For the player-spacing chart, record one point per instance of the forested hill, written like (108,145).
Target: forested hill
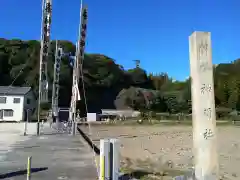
(108,85)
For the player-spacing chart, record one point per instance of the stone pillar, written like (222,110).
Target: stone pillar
(203,107)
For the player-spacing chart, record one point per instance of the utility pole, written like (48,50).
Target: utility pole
(44,52)
(137,63)
(77,69)
(55,91)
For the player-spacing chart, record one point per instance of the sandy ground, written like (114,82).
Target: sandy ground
(162,145)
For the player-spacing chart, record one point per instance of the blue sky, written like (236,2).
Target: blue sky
(153,31)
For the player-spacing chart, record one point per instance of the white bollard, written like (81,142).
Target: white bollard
(114,157)
(104,159)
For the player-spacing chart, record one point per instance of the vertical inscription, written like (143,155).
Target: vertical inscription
(202,53)
(203,107)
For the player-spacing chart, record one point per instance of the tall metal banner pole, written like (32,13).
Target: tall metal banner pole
(55,92)
(45,43)
(80,48)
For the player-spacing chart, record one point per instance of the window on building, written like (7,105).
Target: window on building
(28,101)
(8,112)
(16,100)
(3,100)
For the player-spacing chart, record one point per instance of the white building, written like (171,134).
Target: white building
(16,103)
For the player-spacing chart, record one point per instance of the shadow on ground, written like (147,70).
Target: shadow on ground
(21,172)
(88,140)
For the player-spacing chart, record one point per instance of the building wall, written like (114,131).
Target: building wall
(27,103)
(17,108)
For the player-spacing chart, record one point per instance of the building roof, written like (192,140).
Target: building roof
(14,90)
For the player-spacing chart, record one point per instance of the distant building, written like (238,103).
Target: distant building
(16,103)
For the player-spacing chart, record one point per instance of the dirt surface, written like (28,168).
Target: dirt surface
(168,147)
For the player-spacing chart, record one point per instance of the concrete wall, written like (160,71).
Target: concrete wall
(16,107)
(19,109)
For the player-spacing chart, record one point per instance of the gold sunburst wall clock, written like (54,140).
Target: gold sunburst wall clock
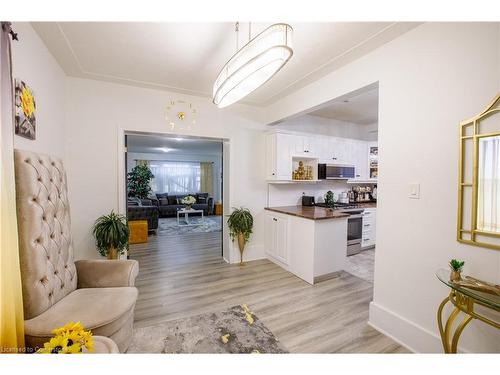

### PROBLEM TO SOLVE
Rewrite the records from the line containing "written like (114,131)." through the end of the records, replacing "dirt surface" with "muddy surface" and leaving everything else unchanged. Leave the pictures out of your answer.

### OUTPUT OF THE TASK
For the player-spacing chart, record one point per instance of the building wall, written like (114,131).
Target: building wall
(27,103)
(17,108)
For the player-spacing chart, record one point per instance of the building roof, written like (192,140).
Target: building roof
(14,90)
For the player-spacing chart, record one point per instance of the distant building, written like (238,103).
Target: distant building
(16,103)
For the player-spacing chart, record one point per instance of the muddy surface, written like (28,168).
Target: muddy surface
(168,147)
For the player-spacing chart, record one point per instance of the concrete wall, written like (160,71).
Target: concrete wall
(16,107)
(19,109)
For the player-spacing chart, record one point per instance of the gold sunburst wall clock, written like (54,140).
Target: gold sunburst wall clock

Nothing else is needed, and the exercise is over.